> [Vorliegender Text]
**********

Vierter Jahrestag des Breivik-Anschlags: Eine Ruhmeshalle für Terror?

Sollte ein Terrorist möglichst vergessen werden? Oder sollte seiner Taten gedacht werden? Opferangehörige streiten um eine Breivik-Ausstellung.

Frauen stehen neben einer Gedenkstätte mit Blick auf eine Insel

Wie dem Anschlag gerecht werden? Gedenkstätte mit Blick auf Utøya (Archivbild 2011) Foto: dpa

STOCKHOLM taz | „Ich habe die Befürchtung, dass er damit seine eigene kleine „Hall-Of-Fame“ bekommt. Viel lieber möchte ich, dass er ganz vergessen wird und da, wo er jetzt sitzt, auch keinerlei Aufmerksamkeit mehr bekommt.“ Tor Østbø hat seine Ehefrau beim Bombenanschlag auf das Regierungszentrum in Oslo am 22. Juli 2011 verloren. Und den er da am liebsten ganz vergessen haben möchte ist der Terrorist Anders Behring Breivik. Dessen Terrortaten sind Thema einer Informationsausstellung, die am Mittwoch, dem vierten Jahrestag des Anschlags, in Norwegens Hauptstadt eröffnet wird.

Sie hat schon vorab Kontroversen ausgelöst. Denn in der Ausstellung werden auch Exponate zu sehen sein, die Breivik für seine Autobombe und das Massaker auf der Insel Utøya verwendet hatte. Taten, die 77 Menschen das Leben kosteten. Dass man neben Bildern und Texten unter anderem auch Reste des mit Sprengstoff vollgeladenen Transporters, die gefälschte Polizeimarke und -uniform zeigt und den Ausrüstungskoffer den Breivik auf Utøya dabei hatte, sei doch genau das, was der Terrorist beabsichtigt habe, sagte Østbø vergangene Woche im norwegischen Fernsehen NRK: „Er suchte Aufmerksamkeit, bekam Aufmerksamkeit und bekommt sie jetzt erneut.“

Manche Opferangehörige haben sich mit ähnlichen Bedenken zu Wort gemeldet. Doch es sind Vereinigungen von Überlebenden und Angehörigen der Terroropfer, die die jetzige Ausstellung initiierten. Sie soll einmal Teil einer permanenten Gedenkstätte werden und es sei wichtig für die Demokratie, diese Terrortaten zu dokumentieren, sagt Tor Einar Fagerland, einer der Ausstellungsverantwortlichen und Geschichtsprofessor an Norwegens Technischer Universität in Trondheim.

**********

[Datensätze zur Positionsannotation]
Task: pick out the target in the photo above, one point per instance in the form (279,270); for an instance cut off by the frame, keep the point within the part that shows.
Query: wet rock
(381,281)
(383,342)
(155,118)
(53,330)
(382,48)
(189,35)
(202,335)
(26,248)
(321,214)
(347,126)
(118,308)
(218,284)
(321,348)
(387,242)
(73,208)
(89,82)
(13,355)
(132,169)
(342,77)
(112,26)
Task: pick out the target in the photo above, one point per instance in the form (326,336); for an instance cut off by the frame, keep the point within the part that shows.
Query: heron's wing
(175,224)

**********

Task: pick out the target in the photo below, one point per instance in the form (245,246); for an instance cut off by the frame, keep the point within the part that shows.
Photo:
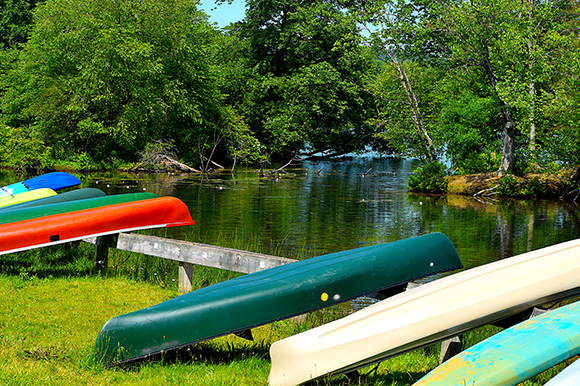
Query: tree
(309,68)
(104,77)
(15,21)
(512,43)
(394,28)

**********

> [Aufgaben]
a – Gibst du aus dem Artikel über die Breivik-Ausstellung den Abschnitt wortgetreu wieder, der mit den Worten einsetzt, in denen „Vierter Jahrestag des“ steht, und mit „um eine Breivik-Ausstellung.“ schließt?
b – Welche Zeilen der Datensätze enthalten die Zeichenfolge „Query“? Gib jede davon vollständig zurück.

> [Ergebnisse je Aufgabe]
a –
Vierter Jahrestag des Breivik-Anschlags: Eine Ruhmeshalle für Terror?

Sollte ein Terrorist möglichst vergessen werden? Oder sollte seiner Taten gedacht werden? Opferangehörige streiten um eine Breivik-Ausstellung.

b –
Query: wet rock
Query: heron's wing
Query: tree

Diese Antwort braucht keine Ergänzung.